# Code for the final report in 02456 Deep Learning 

**Authors:** *Mads Emil Dahlgaard (S164206), Morten Wehlast Jørgensen (S147056), and Niels Asp Fuglsang (S164181)*

This notebook recreates the main results from the report *An analysis of levers in deep reinforcement learning and how they affect learning speed and generalization*. The full code base can be found at https://github.com/NielsFuglsang/02456-Deep-Learning.

---

## Introduction

Deep reinforcement learning is notourisly known for results that are difficult to reproduce. Even very small changes to hyperparameters can lead to completely different results. Therefore, in this project we set out to investigate how to best increase one's chances of improving model performance. We identified the following 3 areas.
- Data set size
- Input transformation
- Choice of policy optimization algorithm
We believe that these three areas are important for any reinforcement learning practioner and particularly for newcomers to the field.

*Tasks to complete*.
**1.** Please retype the deep learning notebook from the words containing "This notebook recreates" through the words ending with "following 3 areas.".
**2.** Answer these questions using the deep learning notebook.
(a) What course number appears in the notebook's title?
(b) At what web address can the full code base be found?
(c) How many areas did the authors identify for investigation?
**3.** Write the next few sentences of the deep learning notebook, starting right after its final sentence.

*Supplied data*.
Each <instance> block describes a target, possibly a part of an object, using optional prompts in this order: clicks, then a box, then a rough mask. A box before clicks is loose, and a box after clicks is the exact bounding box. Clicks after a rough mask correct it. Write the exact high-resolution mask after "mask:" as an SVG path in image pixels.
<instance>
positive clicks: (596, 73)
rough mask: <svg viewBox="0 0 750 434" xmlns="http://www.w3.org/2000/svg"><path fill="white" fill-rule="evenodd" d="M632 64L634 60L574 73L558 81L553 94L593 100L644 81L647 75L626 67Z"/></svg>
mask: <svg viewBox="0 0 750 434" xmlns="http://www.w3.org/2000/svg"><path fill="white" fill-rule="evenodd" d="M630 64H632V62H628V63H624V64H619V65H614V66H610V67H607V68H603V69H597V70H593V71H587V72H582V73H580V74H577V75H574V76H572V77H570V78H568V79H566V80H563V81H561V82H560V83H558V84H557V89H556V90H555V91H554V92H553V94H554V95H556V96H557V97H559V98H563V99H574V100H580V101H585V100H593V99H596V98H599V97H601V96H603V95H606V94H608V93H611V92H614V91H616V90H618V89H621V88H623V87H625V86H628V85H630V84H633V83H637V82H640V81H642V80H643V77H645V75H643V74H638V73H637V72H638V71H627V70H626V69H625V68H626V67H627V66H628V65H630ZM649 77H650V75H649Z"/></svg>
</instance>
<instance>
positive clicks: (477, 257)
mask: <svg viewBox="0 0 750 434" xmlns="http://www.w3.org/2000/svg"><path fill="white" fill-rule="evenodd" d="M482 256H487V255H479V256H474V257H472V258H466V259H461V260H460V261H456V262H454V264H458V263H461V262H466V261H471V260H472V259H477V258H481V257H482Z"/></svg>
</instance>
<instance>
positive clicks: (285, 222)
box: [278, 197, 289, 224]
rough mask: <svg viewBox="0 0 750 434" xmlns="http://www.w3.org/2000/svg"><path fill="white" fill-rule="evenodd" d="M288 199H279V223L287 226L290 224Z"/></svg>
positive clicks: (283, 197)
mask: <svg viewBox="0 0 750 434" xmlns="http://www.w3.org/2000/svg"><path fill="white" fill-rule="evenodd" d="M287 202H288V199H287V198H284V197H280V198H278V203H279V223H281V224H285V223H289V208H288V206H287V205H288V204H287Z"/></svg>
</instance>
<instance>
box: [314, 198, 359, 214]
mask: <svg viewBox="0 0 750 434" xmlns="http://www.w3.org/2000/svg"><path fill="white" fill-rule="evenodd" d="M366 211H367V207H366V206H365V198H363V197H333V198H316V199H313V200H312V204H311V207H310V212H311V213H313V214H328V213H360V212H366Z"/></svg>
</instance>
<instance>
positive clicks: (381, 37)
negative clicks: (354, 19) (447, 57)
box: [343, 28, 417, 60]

*Replies*.
**1.**
This notebook recreates the main results from the report *An analysis of levers in deep reinforcement learning and how they affect learning speed and generalization*. The full code base can be found at https://github.com/NielsFuglsang/02456-Deep-Learning.

---

## Introduction

Deep reinforcement learning is notourisly known for results that are difficult to reproduce. Even very small changes to hyperparameters can lead to completely different results. Therefore, in this project we set out to investigate how to best increase one's chances of improving model performance. We identified the following 3 areas.

**2.**
(a) 02456
(b) https://github.com/NielsFuglsang/02456-Deep-Learning
(c) Three

**3.**
In order to investigate this we use the Starpilot environment from ProcGen Benchmark. The procedurally generated environment allows for virtually unlimited training data and is a perfect starting point for investigating the importance of data set size. In order to explore input transformation we chose to focus on to different convolutional neural networks; the simple Nature CNN and the more advanced IMPALA CNN. Lastly, we compare the state-of-the-art policy optimization algorithms PPO and TRPO. To sum up, we conclude the following three points.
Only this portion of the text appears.